• **Exercise objective**
Could you reproduce every line of the data below verbatim, changing nothing?

• **Entries supplied**

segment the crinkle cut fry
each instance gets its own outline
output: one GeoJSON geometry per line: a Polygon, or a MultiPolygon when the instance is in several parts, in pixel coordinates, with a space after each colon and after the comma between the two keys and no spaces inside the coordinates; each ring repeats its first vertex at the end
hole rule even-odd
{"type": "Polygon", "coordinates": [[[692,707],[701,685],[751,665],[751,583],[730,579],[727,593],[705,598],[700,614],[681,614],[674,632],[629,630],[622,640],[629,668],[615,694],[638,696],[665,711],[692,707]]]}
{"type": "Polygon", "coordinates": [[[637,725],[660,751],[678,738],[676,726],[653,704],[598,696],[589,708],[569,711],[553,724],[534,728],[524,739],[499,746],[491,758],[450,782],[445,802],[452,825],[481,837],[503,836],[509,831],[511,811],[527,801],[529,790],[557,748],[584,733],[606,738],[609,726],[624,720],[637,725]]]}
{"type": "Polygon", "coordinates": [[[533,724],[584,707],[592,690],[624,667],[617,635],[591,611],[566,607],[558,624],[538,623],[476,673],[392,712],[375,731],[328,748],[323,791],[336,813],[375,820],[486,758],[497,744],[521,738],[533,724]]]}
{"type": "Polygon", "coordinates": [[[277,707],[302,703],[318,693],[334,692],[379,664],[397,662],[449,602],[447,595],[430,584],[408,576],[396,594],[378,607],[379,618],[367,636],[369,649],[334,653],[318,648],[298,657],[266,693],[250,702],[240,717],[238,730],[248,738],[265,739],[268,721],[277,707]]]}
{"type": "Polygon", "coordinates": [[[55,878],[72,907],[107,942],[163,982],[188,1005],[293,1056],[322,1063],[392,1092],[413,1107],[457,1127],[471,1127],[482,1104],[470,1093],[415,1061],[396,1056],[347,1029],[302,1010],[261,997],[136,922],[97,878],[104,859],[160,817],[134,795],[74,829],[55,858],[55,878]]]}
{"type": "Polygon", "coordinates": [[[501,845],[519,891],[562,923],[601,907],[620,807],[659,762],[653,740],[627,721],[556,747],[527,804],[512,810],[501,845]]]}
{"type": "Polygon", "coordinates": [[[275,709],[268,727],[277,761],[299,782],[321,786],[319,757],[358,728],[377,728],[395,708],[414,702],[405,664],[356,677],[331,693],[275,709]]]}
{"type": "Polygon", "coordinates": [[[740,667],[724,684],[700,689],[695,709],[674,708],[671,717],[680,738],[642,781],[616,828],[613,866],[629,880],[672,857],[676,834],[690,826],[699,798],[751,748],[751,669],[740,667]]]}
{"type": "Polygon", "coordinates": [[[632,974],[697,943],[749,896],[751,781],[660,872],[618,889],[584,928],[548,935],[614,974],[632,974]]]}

• **Finished task**
segment the crinkle cut fry
each instance gets its own outline
output: one GeoJSON geometry per line: a Polygon, or a MultiPolygon when the instance is in several parts, in pixel coordinates, with a space after each colon and after the comma between the two keys and no spaces inside the coordinates; each ring repeats its first vertex at the end
hole rule even-odd
{"type": "Polygon", "coordinates": [[[692,707],[701,685],[751,665],[751,583],[730,579],[727,593],[705,598],[700,614],[681,614],[674,632],[629,630],[622,640],[629,668],[615,694],[638,696],[665,711],[692,707]]]}
{"type": "Polygon", "coordinates": [[[637,725],[660,751],[678,738],[676,726],[653,704],[598,696],[589,708],[569,711],[553,724],[534,728],[524,739],[499,746],[491,758],[450,782],[445,802],[452,825],[481,837],[503,836],[509,831],[511,811],[527,801],[529,790],[557,748],[584,733],[606,738],[609,726],[624,720],[637,725]]]}
{"type": "Polygon", "coordinates": [[[533,724],[584,707],[592,690],[624,667],[617,635],[591,611],[566,607],[558,624],[538,623],[476,673],[392,712],[375,731],[328,748],[323,791],[336,813],[375,820],[486,758],[497,744],[521,738],[533,724]]]}
{"type": "Polygon", "coordinates": [[[277,707],[302,703],[318,693],[334,692],[379,664],[397,662],[449,602],[447,595],[430,584],[408,576],[396,594],[378,607],[379,618],[367,636],[369,649],[334,653],[318,648],[298,657],[266,693],[250,702],[240,717],[238,730],[248,738],[265,739],[268,721],[277,707]]]}
{"type": "Polygon", "coordinates": [[[55,878],[72,907],[107,942],[163,982],[188,1005],[293,1056],[322,1063],[392,1092],[413,1107],[457,1127],[471,1127],[482,1104],[470,1093],[415,1061],[396,1056],[347,1029],[302,1010],[261,997],[136,922],[97,878],[104,859],[160,817],[134,795],[74,829],[55,858],[55,878]]]}
{"type": "Polygon", "coordinates": [[[501,845],[519,891],[562,923],[601,907],[620,807],[659,762],[653,740],[627,721],[556,747],[527,804],[512,810],[501,845]]]}
{"type": "Polygon", "coordinates": [[[275,709],[268,727],[277,761],[299,782],[321,786],[319,757],[358,728],[377,728],[395,708],[414,702],[405,664],[356,677],[331,693],[275,709]]]}
{"type": "Polygon", "coordinates": [[[740,667],[724,684],[700,689],[695,709],[674,708],[671,717],[680,738],[642,781],[616,828],[613,866],[629,880],[672,857],[676,834],[690,826],[699,798],[751,748],[751,669],[740,667]]]}
{"type": "Polygon", "coordinates": [[[632,974],[697,943],[749,896],[751,781],[660,872],[618,889],[584,928],[548,935],[614,974],[632,974]]]}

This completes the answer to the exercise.